■ Work item
What is needed is an exact copy of the records below, minus any pictures.

■ Listed records
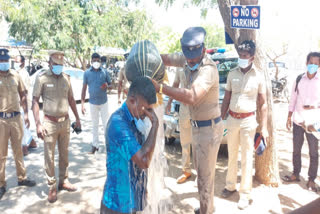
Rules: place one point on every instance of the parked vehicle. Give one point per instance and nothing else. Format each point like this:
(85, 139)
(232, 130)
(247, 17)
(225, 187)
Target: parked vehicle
(76, 78)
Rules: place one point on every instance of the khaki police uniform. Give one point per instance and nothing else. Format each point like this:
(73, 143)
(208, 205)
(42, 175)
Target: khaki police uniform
(244, 93)
(55, 92)
(205, 140)
(27, 137)
(11, 127)
(184, 124)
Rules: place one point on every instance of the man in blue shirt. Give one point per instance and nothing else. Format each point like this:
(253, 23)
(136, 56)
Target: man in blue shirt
(98, 81)
(129, 152)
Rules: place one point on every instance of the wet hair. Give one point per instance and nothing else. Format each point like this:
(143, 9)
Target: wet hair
(248, 46)
(313, 54)
(95, 56)
(143, 86)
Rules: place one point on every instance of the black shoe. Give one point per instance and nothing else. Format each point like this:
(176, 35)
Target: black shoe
(197, 210)
(227, 193)
(93, 150)
(2, 191)
(27, 182)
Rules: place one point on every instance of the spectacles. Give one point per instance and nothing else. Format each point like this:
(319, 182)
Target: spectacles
(191, 48)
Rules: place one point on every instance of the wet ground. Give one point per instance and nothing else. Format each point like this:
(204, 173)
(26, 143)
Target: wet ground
(88, 173)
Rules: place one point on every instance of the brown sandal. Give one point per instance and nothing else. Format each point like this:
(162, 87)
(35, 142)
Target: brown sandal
(291, 178)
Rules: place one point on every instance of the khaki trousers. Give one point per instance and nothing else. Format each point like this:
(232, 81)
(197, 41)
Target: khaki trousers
(57, 132)
(11, 129)
(186, 142)
(241, 133)
(205, 146)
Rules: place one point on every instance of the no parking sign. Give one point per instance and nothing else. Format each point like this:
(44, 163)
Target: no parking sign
(245, 17)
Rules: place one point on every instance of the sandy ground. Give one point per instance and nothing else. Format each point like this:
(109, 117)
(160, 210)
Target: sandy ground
(88, 173)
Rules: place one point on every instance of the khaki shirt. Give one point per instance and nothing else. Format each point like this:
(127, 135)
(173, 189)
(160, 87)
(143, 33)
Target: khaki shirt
(181, 78)
(207, 77)
(244, 89)
(54, 91)
(11, 85)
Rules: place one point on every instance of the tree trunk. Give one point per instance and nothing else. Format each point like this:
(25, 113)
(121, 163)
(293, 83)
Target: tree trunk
(266, 165)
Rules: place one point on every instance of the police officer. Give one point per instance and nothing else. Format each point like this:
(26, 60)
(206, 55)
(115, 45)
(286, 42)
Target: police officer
(55, 89)
(245, 89)
(202, 96)
(12, 90)
(27, 140)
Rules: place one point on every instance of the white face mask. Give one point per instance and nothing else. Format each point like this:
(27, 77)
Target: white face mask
(243, 63)
(96, 65)
(17, 66)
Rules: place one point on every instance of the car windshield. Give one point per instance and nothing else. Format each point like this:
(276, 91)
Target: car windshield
(78, 74)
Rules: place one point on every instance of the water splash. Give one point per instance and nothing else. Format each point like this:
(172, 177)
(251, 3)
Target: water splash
(158, 201)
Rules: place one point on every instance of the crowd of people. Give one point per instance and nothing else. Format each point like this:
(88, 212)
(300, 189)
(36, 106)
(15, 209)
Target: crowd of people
(131, 141)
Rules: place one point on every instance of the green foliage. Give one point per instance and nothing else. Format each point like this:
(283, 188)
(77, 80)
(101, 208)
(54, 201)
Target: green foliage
(169, 42)
(204, 5)
(215, 36)
(76, 25)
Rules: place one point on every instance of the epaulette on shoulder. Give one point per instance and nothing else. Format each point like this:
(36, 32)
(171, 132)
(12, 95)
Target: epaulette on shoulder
(43, 72)
(66, 75)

■ Solution to this exercise
Rules: place one point on every instance of the parked vehicle. Give one point per instance and nothing else. Format each point like this:
(85, 139)
(232, 130)
(247, 17)
(225, 187)
Target: parked vehicle
(76, 78)
Rules: place one point on every instance of the khaki police uniform. Give one point per instance and nothing else. Format each point like this:
(73, 143)
(208, 205)
(42, 175)
Target: khaki police uniform
(244, 93)
(55, 92)
(205, 140)
(27, 137)
(11, 127)
(184, 124)
Rules: place one point on every instance of the man in blue shirt. Give one point per instance and nothing else. Format each point like this:
(253, 23)
(136, 56)
Target: man in blue shirt
(98, 81)
(129, 152)
Rules: place one point on every instance of the wet hair. Give one point per instance and nothing else. Format each point like this:
(143, 9)
Target: wet hair
(248, 46)
(313, 54)
(95, 56)
(143, 86)
Rules: place one point on every instance of the black shoe. Give one point per instance and nothing else. Format each point like this:
(176, 35)
Target: black shoe
(197, 210)
(227, 193)
(93, 150)
(2, 191)
(27, 182)
Rules: place one point on every instance of the spectacles. Give one point per instance and nothing else. Format each point like this:
(319, 182)
Target: spectacles
(191, 48)
Rules: place one point on every instance of the wet ground. Give one point per instance and nothing else. Format each point like this:
(204, 173)
(26, 143)
Target: wet ground
(88, 173)
Rules: place one point on every instance of the brown sandal. Give one point per instance and nothing else. Format each point like this:
(162, 87)
(35, 142)
Target: brown sandal
(291, 178)
Rules: place one point on every instance of the khaki trousers. Give one point per instance and nothing else. Format each point like this:
(232, 81)
(197, 41)
Target: khaki trousers
(57, 132)
(11, 129)
(186, 142)
(241, 133)
(205, 146)
Rules: place one point on every instance of the no parking sign. Give one point per instance and nothing else. Format each point like this:
(44, 163)
Target: no parking sign
(245, 17)
Rules: place one point on every instance of the sandy ground. Give one point per instance and nothing else. Format each point like this:
(109, 117)
(160, 210)
Target: sandy ground
(88, 173)
Rules: place one point on every instance of the khaki shirt. Give one point per instance and nothing else. Format each point like this:
(127, 135)
(173, 189)
(160, 87)
(143, 33)
Target: khaki shirt
(181, 78)
(207, 77)
(244, 89)
(54, 91)
(11, 85)
Rules: place one point on every instance of the tree trunk. Give one point per instance and nothing else. Format each point like this:
(25, 113)
(121, 163)
(293, 83)
Target: tree trunk
(266, 165)
Rules: place one point on every instance of the police officer. Give one point per instance and nothing else. Format each point like this:
(26, 60)
(206, 55)
(115, 45)
(286, 42)
Target: police officer
(55, 89)
(245, 89)
(202, 96)
(12, 90)
(27, 140)
Rules: place one point on every instance of the white face mask. Give one point per instance and nothing else. Format each point like this:
(27, 77)
Target: white face mask
(243, 63)
(96, 65)
(17, 66)
Rules: place one point on every instance of the car windshield. Give one point per instance and nothing else. Format each point like this:
(276, 91)
Target: car windshield
(78, 74)
Rules: place one point on every instance of the water splash. Give one point per instance and nothing else. Format each point like this:
(172, 177)
(251, 3)
Target: water splash
(158, 201)
Rules: place one point on every instance of the crowd of people. Give one point per instance and nothing else. Format each point like this:
(88, 212)
(300, 189)
(36, 106)
(15, 209)
Target: crowd of people
(131, 141)
Rules: place one point on every instance of the green foliage. Give one point per instance and nothing else. Format each point like this:
(283, 188)
(77, 80)
(101, 208)
(54, 201)
Target: green foliage
(169, 42)
(204, 5)
(215, 36)
(76, 25)
Rules: place one point on every instance of the epaulette on shoulder. Give one point per instance and nothing else. Format each point like this:
(36, 32)
(171, 132)
(12, 95)
Target: epaulette on shoulder
(43, 72)
(66, 75)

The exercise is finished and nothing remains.